ENTRIES SHOWN:
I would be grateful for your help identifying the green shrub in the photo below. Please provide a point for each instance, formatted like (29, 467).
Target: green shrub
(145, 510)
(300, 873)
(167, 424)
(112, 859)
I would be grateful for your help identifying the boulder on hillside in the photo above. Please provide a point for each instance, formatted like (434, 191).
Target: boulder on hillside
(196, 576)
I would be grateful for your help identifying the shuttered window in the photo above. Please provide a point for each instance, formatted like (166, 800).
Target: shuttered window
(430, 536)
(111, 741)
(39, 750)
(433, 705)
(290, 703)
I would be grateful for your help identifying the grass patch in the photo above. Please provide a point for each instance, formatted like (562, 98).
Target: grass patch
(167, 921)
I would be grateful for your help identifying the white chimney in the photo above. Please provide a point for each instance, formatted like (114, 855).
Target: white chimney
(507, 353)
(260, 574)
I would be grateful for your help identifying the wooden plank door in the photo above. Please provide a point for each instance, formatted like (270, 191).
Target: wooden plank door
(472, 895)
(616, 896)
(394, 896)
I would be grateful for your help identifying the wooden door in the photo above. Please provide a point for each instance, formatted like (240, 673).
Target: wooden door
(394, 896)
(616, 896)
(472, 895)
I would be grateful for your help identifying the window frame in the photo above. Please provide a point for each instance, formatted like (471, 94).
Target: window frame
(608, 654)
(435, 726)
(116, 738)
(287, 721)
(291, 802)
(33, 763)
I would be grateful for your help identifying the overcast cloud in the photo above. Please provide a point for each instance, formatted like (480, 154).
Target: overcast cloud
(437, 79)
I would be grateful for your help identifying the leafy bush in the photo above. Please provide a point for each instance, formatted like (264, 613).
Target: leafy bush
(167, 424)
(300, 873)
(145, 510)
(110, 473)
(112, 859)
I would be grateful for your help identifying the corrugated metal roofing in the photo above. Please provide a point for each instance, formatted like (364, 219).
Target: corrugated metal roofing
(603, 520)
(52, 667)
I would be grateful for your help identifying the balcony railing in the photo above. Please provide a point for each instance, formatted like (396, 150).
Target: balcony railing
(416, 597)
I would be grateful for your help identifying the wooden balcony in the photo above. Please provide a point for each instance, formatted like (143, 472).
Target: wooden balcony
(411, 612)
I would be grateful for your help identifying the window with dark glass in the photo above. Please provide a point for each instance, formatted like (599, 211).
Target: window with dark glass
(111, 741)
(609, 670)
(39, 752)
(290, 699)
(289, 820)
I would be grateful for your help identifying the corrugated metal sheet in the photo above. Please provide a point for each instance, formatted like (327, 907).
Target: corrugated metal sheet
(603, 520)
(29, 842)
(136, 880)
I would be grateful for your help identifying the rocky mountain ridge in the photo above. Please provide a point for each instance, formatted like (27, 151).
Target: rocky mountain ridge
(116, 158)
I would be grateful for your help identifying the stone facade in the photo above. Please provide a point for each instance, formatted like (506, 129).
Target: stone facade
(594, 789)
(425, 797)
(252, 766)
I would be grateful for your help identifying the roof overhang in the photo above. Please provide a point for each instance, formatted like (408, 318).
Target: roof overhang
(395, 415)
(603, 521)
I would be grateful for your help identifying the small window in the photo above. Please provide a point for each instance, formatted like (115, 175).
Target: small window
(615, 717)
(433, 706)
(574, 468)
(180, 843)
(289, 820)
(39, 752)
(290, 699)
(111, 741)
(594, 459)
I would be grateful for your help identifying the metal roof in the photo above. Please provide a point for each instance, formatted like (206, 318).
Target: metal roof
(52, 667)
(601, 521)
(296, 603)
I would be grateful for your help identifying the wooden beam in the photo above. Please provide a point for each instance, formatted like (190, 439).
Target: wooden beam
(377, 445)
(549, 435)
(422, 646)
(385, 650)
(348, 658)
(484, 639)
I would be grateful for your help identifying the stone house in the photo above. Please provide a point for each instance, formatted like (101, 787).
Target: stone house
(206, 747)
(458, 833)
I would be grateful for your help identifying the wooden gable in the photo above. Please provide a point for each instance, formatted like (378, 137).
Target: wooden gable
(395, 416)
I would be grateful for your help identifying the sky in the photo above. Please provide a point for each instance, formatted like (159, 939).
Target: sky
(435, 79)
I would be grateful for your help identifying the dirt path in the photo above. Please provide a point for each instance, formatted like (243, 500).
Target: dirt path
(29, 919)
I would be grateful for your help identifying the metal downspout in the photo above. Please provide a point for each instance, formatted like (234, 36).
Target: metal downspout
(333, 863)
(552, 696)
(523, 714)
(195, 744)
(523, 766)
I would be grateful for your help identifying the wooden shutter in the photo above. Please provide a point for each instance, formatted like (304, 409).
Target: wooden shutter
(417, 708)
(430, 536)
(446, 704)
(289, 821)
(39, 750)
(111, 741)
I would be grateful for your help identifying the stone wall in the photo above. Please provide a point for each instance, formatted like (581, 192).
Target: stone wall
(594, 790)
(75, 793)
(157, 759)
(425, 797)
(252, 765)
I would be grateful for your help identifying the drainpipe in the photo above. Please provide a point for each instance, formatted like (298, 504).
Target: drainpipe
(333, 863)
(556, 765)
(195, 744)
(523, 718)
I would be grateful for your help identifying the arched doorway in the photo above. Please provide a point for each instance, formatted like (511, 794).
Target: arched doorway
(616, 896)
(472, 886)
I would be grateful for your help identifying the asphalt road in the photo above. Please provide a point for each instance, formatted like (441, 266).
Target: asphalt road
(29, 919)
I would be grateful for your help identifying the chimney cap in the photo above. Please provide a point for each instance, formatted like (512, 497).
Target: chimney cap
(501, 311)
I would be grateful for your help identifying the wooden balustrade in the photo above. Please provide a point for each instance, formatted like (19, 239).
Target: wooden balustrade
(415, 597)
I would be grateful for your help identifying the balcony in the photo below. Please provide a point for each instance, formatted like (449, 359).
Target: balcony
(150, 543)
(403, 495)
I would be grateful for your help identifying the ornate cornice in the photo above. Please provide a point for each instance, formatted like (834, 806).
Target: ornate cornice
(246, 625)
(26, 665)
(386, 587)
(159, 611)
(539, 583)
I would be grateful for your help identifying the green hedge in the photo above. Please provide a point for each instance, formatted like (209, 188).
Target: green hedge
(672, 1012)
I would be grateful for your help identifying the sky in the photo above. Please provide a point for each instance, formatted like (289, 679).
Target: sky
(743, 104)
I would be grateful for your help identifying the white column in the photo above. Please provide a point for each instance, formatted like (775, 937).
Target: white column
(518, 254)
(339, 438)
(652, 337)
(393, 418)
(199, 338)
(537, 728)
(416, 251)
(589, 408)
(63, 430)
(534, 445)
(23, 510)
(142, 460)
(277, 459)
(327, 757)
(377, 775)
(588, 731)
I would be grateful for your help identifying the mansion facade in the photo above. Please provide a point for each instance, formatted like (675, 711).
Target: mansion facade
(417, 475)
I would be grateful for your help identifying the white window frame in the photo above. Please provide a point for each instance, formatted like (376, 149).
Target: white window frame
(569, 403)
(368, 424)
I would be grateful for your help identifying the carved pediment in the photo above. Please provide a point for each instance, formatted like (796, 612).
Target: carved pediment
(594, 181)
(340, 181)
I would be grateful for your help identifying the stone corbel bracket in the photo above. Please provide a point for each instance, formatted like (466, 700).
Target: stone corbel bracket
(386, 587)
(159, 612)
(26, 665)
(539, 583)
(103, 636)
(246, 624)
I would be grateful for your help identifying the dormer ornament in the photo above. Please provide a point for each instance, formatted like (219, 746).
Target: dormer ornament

REQUIREMENTS:
Reproduce, word for word, every line starting at the line that contains "I would be grateful for your help identifying the mansion" and ending with the final line of the entries.

EXPECTED ANSWER:
I would be grateful for your help identifying the mansion facade in the photo above. Please provide a point for each instance, formatted like (675, 711).
Target: mansion facade
(417, 475)
I would be grateful for your help identifying the white window frame in the photo above. Please provide a point for each instance, formatted like (376, 149).
Target: white window frame
(569, 403)
(368, 424)
I would be grateful for your help identifying the carved pediment in the photo above. Please provide a point for each instance, formatted like (796, 612).
Target: carved pediment
(594, 181)
(340, 181)
I would be grateful for your help identifying the stone corbel bracket in the photo above. Please provide a point for each instance, formatted like (466, 700).
Target: stone corbel bracket
(386, 587)
(159, 612)
(26, 665)
(539, 583)
(103, 636)
(246, 624)
I would be grateful for your help identifying the dormer ornament in the photo above. Please provide a point for each instance, formatted like (219, 746).
Target: dormer ornament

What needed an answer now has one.